====== Extracted text ======

Motor doping: pro riders enhancing not their own performance but instead adding watts directly to the back wheel – what do you reckon? Are you shrugging your shoulders, or shouting about a hidden conspiracy that cycling continues to wilfully ignore? One year ago, my response was somewhere in between those two extremes. I’d heard rumours, of course, but I had no firm opinion either way. I’d seen the viral videos that many keyboard warriors cite as ‘proof ’ of motor doping – Fabian Cancellara’s 2010 Tour of Flanders win and Chris Froome’s Mont Ventoux attack at the 2013 Tour de France – but I wasn’t convinced. Then something very strange and unexpected happened.
In 2022, I chanced upon a YouTube video that reminded me of the story of Femke Van den Driessche, a Belgian cyclo-cross rider who was caught with a concealed motor inside her spare bike at the 2016 Cyclocross World Championships U23 race. She was the first – and to date only – rider to be sanctioned for motor doping and in April 2016 was handed a six-year ban from the sport. I was overwhelmed by curiosity about how and why the sport had been so quick to forget such a shameless scandal. Surely the threat hadn’t simply vanished.
Over the past 12 months my obsession with motor doping has taken me across Europe, beginning with a trip to Belgium to meet Van den Driessche. She was just 19 when the motor was discovered, and I was determined to find out what motivated her to attempt this bizarre form of cheating. This led me to bigger questions: was Van den Driessche really the only one? Can we be confident that motors haven’t infiltrated the pro peloton to a far greater extent?

======

** What you need to do **
Summarize the motor doping article in two sentences. The material that comes next plays no part in the work on the motor doping article.

====== Available data ======

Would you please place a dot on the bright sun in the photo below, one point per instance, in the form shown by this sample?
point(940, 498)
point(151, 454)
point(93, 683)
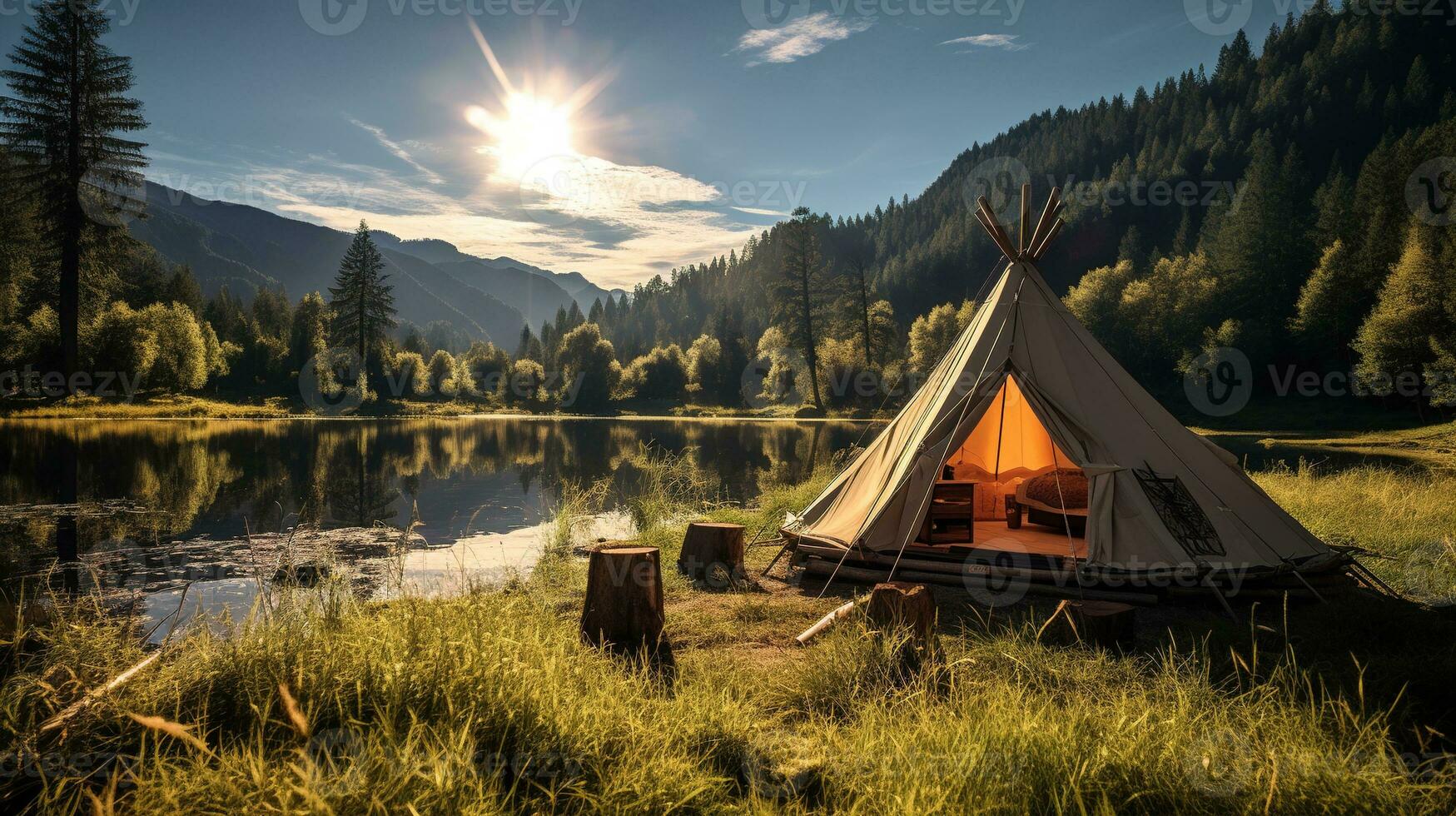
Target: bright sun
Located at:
point(532, 130)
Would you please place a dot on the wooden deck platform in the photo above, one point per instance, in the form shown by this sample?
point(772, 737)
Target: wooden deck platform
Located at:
point(996, 536)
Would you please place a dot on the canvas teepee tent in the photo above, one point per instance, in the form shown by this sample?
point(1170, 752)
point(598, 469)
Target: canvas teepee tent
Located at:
point(1026, 390)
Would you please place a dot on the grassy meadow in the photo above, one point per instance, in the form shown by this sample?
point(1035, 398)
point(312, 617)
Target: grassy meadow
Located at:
point(488, 703)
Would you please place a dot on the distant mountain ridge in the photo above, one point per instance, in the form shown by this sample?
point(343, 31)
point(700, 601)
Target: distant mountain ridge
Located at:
point(245, 248)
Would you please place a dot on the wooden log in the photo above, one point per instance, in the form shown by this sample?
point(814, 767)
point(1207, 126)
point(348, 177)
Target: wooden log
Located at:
point(903, 605)
point(713, 553)
point(827, 621)
point(624, 606)
point(1106, 624)
point(905, 614)
point(1101, 624)
point(870, 575)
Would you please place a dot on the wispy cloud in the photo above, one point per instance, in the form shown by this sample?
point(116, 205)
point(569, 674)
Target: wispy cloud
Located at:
point(614, 223)
point(1003, 41)
point(800, 38)
point(398, 151)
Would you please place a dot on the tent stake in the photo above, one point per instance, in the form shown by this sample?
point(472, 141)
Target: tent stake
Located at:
point(1218, 594)
point(783, 550)
point(1309, 588)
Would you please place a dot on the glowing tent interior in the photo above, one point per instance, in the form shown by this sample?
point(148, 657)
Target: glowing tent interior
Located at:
point(1028, 419)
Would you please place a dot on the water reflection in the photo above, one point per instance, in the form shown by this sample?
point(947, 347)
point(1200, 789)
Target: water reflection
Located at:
point(146, 505)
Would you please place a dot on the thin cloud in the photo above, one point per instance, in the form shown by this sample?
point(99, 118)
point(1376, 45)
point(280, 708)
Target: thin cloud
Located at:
point(800, 38)
point(398, 151)
point(1003, 41)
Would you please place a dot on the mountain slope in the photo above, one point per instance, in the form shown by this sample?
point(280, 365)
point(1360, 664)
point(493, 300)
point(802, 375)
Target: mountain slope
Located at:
point(1283, 152)
point(245, 246)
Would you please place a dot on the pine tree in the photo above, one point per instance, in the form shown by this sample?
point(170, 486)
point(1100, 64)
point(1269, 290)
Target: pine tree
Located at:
point(800, 291)
point(363, 303)
point(70, 102)
point(1395, 340)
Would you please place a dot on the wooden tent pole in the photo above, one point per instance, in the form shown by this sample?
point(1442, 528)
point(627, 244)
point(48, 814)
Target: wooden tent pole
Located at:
point(1026, 219)
point(1041, 248)
point(995, 232)
point(1047, 213)
point(1001, 427)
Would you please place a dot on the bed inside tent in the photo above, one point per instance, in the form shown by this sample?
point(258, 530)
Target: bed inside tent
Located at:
point(1008, 487)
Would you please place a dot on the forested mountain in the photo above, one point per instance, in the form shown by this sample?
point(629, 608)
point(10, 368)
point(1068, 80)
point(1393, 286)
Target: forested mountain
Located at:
point(1289, 172)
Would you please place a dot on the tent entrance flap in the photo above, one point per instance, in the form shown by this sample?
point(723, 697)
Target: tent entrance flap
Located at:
point(1008, 442)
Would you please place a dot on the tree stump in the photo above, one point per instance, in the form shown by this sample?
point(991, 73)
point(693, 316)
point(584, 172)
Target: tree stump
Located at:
point(902, 610)
point(624, 606)
point(1104, 624)
point(713, 553)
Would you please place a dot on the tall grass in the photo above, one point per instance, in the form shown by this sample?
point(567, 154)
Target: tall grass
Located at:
point(489, 703)
point(1405, 518)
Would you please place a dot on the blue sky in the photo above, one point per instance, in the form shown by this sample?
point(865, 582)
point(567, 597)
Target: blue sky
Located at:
point(643, 134)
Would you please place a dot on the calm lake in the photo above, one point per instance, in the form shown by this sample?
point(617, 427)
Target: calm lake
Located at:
point(143, 509)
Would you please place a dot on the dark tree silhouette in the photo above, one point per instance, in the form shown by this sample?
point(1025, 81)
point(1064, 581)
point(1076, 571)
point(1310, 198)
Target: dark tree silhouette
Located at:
point(801, 291)
point(62, 122)
point(363, 303)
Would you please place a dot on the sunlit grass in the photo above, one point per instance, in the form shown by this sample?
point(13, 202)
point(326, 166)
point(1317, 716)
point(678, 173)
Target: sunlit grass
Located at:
point(1405, 518)
point(489, 703)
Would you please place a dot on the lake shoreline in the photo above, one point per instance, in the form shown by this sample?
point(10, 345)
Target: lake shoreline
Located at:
point(284, 408)
point(505, 707)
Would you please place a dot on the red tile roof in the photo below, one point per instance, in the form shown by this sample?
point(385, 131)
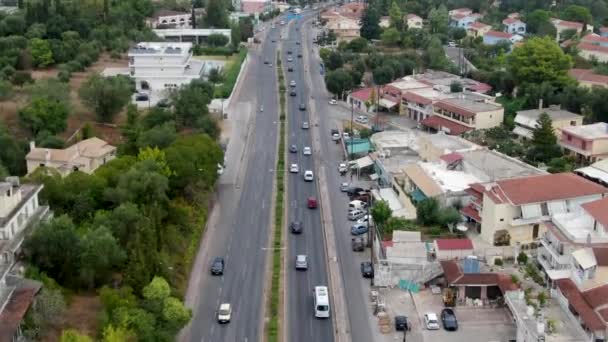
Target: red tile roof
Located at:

======

** Your response **
The writer, once undecided about motor doping in pro cycling and unconvinced by the viral videos cited as proof, grew curious after a 2022 YouTube video recalled Femke Van den Driessche, the Belgian cyclo-cross rider caught with a concealed motor in her spare bike at the 2016 Cyclocross World Championships U23 race and the only rider ever sanctioned for motor doping. That curiosity led to 12 months of travel across Europe, beginning with a meeting with Van den Driessche in Belgium, and to bigger questions about whether motors have infiltrated the pro peloton to a far greater extent.